**PROBLEM TO WORK ON:** Pictures stay out; everything else from the first line of the entries down through the line with "Format — one point per instance, like (291,10)" gets copied exactly.
Start of Block
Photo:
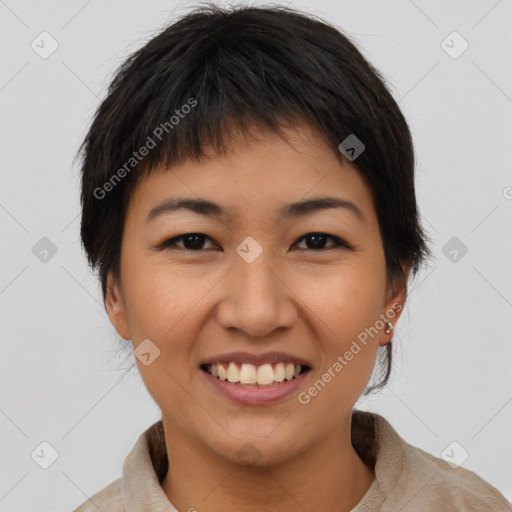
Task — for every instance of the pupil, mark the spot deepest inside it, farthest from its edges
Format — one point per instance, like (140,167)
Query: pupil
(197,241)
(316,239)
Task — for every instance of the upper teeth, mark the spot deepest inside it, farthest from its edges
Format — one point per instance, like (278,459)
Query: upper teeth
(264,374)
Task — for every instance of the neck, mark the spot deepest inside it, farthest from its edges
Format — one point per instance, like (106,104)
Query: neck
(328,476)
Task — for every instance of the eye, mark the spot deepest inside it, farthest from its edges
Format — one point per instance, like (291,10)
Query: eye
(195,242)
(318,241)
(191,241)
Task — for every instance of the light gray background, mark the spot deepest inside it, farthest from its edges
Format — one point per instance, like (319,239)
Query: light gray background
(61,381)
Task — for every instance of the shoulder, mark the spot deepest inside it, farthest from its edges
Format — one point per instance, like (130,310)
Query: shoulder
(108,499)
(431,480)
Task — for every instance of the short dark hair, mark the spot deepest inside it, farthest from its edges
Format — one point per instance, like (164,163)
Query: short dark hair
(243,67)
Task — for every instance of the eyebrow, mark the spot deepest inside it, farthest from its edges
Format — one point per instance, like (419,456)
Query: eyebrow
(288,211)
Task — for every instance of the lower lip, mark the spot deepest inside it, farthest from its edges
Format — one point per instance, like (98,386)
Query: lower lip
(253,394)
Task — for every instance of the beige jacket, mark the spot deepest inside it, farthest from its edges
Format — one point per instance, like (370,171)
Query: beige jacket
(407,479)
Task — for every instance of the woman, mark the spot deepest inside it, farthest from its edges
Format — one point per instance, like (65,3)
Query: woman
(248,200)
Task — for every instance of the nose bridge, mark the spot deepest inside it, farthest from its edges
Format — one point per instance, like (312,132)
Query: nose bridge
(254,298)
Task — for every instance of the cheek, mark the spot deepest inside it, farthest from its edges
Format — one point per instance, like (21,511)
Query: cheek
(346,300)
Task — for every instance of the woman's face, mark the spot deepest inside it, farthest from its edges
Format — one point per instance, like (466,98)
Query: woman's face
(251,283)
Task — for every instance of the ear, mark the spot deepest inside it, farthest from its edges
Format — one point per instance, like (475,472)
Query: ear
(115,307)
(393,306)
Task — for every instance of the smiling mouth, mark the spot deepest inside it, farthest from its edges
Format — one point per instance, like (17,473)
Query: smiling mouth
(245,374)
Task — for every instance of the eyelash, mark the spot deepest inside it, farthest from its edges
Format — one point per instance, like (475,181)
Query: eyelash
(339,243)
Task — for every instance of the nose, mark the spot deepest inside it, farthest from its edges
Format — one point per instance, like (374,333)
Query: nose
(255,298)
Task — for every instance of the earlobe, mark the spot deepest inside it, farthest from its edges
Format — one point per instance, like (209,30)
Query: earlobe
(115,308)
(393,309)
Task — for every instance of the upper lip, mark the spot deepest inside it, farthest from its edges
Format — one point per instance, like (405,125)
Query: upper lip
(257,359)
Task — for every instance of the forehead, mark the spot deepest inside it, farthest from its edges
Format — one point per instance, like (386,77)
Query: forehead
(256,176)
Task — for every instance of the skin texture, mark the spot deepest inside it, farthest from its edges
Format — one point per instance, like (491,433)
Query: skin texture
(295,298)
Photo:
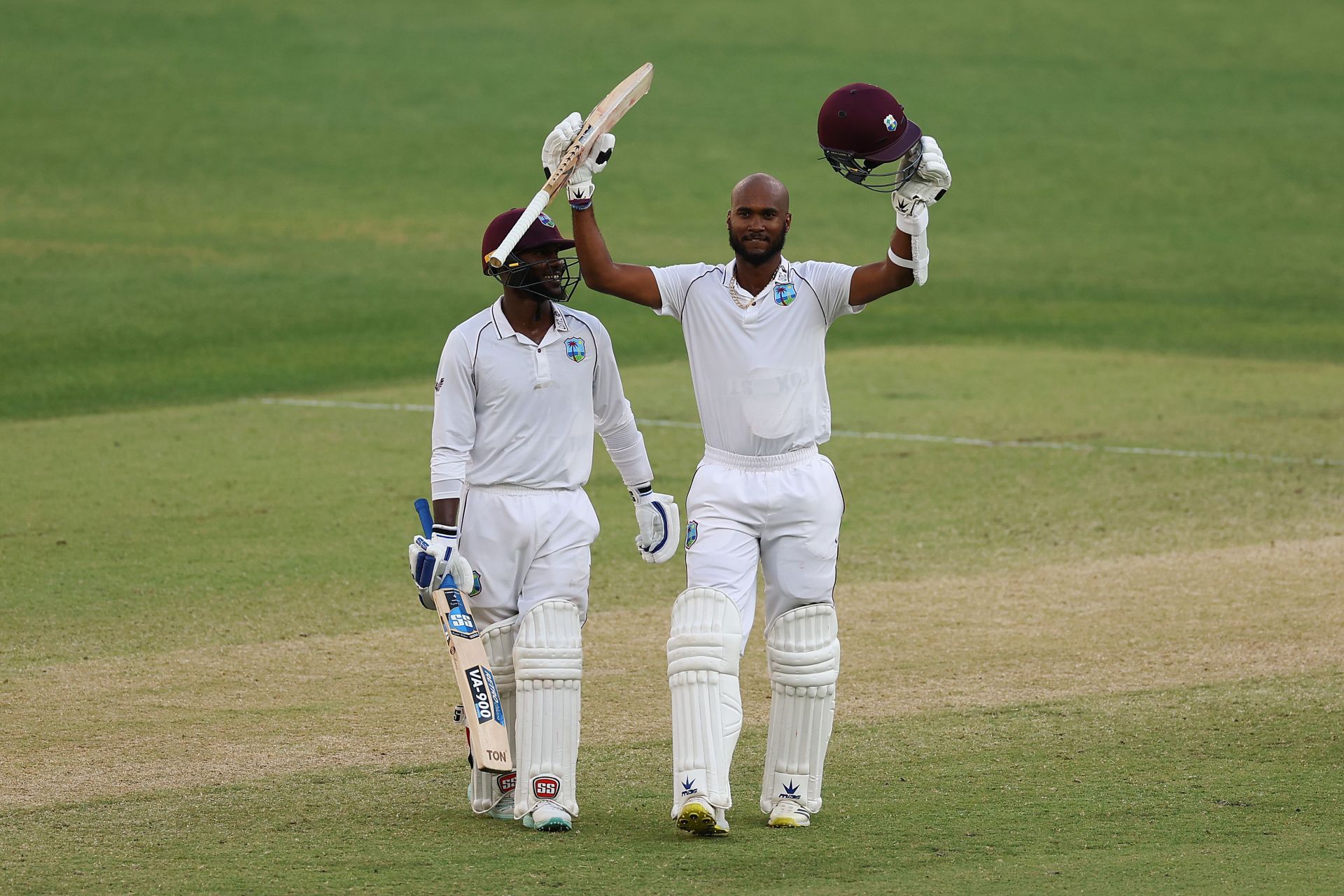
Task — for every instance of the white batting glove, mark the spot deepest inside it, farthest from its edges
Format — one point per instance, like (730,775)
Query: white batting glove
(437,558)
(660,524)
(930,181)
(581,182)
(558,141)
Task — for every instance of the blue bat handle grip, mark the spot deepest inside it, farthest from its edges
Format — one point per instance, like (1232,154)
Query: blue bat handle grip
(426,517)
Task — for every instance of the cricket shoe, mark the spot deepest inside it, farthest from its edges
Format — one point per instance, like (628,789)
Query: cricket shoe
(503,809)
(704,820)
(547,816)
(788,813)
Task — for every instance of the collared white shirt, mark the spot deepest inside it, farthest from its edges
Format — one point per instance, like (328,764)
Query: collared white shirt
(760,374)
(510,412)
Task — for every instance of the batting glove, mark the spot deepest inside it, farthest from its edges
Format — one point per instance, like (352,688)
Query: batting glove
(436,559)
(930,181)
(581,182)
(660,524)
(558,141)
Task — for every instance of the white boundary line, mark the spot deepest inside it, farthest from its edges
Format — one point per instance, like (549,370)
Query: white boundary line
(890,437)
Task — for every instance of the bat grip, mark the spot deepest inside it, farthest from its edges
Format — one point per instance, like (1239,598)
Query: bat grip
(530,214)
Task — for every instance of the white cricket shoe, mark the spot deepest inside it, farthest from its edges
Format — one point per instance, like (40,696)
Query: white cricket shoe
(788,813)
(549,816)
(702,818)
(503,809)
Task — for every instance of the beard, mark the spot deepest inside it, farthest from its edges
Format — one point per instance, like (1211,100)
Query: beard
(758,255)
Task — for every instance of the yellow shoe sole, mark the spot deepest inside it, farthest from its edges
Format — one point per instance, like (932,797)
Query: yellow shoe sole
(698,818)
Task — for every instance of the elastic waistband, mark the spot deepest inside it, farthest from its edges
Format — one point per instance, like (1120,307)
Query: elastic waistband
(504,488)
(756,463)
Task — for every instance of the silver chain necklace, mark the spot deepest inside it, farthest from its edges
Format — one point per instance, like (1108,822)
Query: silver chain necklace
(733,293)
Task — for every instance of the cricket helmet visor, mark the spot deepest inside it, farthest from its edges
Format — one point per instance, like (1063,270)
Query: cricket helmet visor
(862,128)
(528,277)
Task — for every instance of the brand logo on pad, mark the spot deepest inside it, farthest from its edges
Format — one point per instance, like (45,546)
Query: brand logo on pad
(546,788)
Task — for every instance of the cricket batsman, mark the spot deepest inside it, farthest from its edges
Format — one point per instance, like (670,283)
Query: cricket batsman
(764,495)
(521,388)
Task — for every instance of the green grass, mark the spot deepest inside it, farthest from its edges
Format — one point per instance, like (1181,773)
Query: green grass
(1065,671)
(209,199)
(1233,788)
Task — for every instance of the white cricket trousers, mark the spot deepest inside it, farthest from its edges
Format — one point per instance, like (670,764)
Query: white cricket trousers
(781,512)
(528,546)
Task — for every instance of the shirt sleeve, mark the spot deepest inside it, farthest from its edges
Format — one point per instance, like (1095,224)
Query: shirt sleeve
(613,418)
(831,282)
(673,285)
(454,418)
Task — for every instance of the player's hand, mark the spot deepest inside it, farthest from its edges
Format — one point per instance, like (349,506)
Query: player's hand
(581,182)
(660,524)
(436,558)
(930,182)
(558,141)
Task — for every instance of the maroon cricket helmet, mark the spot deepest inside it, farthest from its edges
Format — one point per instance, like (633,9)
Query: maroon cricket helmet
(542,232)
(860,128)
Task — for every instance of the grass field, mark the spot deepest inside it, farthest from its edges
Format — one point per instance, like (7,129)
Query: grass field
(1069,665)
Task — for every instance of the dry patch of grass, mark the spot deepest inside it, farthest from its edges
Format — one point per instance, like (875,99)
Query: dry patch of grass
(384,697)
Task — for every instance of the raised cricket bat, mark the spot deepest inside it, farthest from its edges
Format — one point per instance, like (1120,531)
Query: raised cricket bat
(486,724)
(600,121)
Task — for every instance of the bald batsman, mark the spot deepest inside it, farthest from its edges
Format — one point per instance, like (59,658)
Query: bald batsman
(762,496)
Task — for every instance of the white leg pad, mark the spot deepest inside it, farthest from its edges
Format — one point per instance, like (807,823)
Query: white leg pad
(803,657)
(704,654)
(549,664)
(488,788)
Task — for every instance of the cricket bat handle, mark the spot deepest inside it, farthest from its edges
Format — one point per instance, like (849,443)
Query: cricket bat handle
(539,202)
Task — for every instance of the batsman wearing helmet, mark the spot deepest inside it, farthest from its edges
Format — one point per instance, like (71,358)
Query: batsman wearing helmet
(762,495)
(519,391)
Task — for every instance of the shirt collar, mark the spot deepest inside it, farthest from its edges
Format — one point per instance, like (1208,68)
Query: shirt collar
(504,330)
(781,274)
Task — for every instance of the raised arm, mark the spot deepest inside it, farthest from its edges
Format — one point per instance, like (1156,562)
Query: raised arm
(907,257)
(632,282)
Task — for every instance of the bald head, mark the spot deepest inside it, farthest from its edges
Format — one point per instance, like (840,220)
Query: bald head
(761,190)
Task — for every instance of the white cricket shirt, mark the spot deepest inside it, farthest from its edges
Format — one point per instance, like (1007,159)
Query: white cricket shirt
(508,412)
(760,374)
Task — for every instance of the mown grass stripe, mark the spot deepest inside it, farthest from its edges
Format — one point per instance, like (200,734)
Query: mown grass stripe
(892,437)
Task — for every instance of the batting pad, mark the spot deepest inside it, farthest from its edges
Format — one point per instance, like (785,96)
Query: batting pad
(549,668)
(704,653)
(488,788)
(803,657)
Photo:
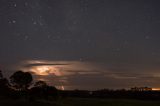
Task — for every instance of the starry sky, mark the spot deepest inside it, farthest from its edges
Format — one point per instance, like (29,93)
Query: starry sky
(82,44)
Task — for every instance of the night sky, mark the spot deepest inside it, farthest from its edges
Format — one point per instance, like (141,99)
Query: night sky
(82,44)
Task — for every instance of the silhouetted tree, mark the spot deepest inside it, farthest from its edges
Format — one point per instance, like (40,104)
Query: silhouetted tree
(40,84)
(21,80)
(4,85)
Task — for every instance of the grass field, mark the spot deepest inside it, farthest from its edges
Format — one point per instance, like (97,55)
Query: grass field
(81,102)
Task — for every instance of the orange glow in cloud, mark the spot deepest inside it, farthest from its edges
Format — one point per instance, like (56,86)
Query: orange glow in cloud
(156,89)
(45,70)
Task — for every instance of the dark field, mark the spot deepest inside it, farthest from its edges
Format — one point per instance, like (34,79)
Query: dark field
(81,102)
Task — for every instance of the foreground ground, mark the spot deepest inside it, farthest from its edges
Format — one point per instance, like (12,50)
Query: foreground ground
(81,102)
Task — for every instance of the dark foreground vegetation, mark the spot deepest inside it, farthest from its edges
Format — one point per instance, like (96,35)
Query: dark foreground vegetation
(17,91)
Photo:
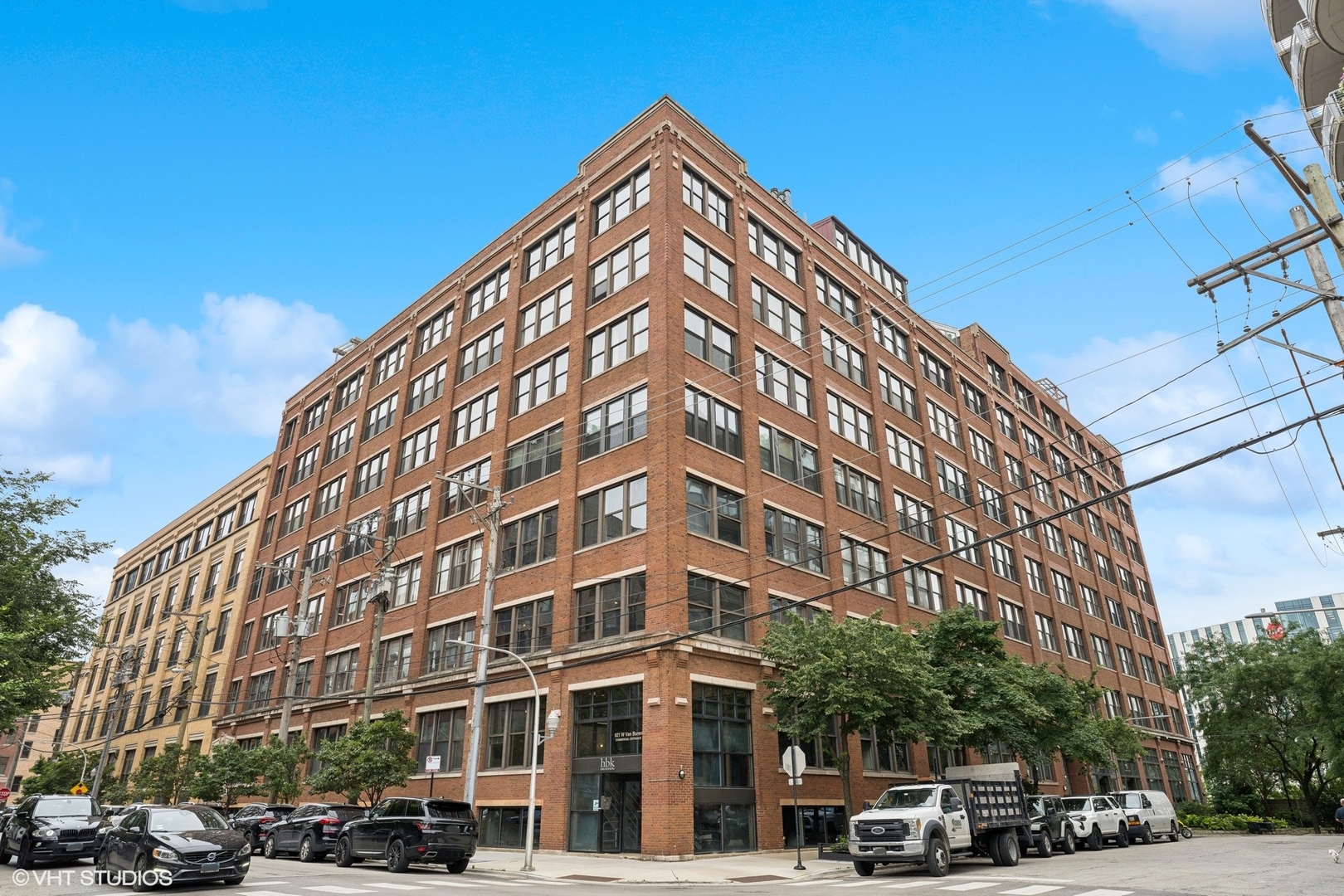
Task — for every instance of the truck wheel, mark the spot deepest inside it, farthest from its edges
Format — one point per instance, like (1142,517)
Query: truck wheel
(938,860)
(1008,850)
End of Block
**WRITTEN ANSWER:**
Photo:
Task — for every instance of the pupil, mark the spot deepest inside it, farthest from its edges
Format — one point per instance, like (140,167)
Query: pupil
(197,241)
(316,239)
Task — for every instance of the upper teeth, mark the spot deepest inside it, farthest from its edges
Format — one point per instance, like (278,459)
Query: upper teeth
(264,374)
Task — for every instance of the neck, mark the spot deepest inside it, farthest from its edges
Format — one point per instance, like (106,104)
Query: neck
(328,476)
Task — for every instance of the eye, mark the spot deepest inside it, farthest from its edges
Format — one point per instance, like (291,10)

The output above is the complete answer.